*** Opening Source text ***

Maybe it’s not an accident—and I know I’ve told you about this before, in other contexts, but it bears repeating—maybe it’s not an accident that even in Greek, that most intellectual of ancient languages, the word for poet is the same as the word for “do-er,” for “make-er.” In fact, our English word is from the Greek – po-e-tón, poet, one who creates, one who makes. And it is through poetry, through metaphor and allusion and simile, the stuff of verse, that our minds are altered, our hearts are changed, and our realities are made.
Likewise, I think it’s no accident that everybody’s favorite book of Scripture . . . is poetry, the Psalms, where the Hebrew people talked, wept and cried aloud to their God . . . “As a deer longs for flowing streams, so my soul longs for you, O God” . . . “O God, you are my God, eagerly I seek thee” . . . And God answered them, answers us in the poetry, in the images and metaphors and imagination, God talks back to us, God’s people, and assures us we are not alone – “Comfort, comfort O My People, says the Lord your God.” “We shall mount up on wings like Eagles, we shall run and not be weary, we shall walk, and not be faint.” In poetry, we can say the unsaid, elliptically, playfully, subversively . . . The poets told the Athenians what the philosophers couldn’t – that we are God’s children, offspring of the Almighty.

*** Closing Source text ***

Goal of the exercise:
In the passage on poetry, the Greek word for poet is the same as the word for what?

*** Opening Provided records ***

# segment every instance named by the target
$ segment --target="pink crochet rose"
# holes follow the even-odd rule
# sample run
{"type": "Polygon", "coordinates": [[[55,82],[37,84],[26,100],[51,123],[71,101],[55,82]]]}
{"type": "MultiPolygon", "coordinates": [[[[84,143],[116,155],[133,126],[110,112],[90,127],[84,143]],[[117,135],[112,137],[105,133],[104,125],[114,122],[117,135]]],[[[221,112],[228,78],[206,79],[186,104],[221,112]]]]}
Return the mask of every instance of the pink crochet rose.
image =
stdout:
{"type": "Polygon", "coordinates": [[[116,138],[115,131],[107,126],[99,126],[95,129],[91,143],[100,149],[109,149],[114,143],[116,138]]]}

*** Closing Provided records ***

Answer to this exercise:
The word for "do-er," or "make-er."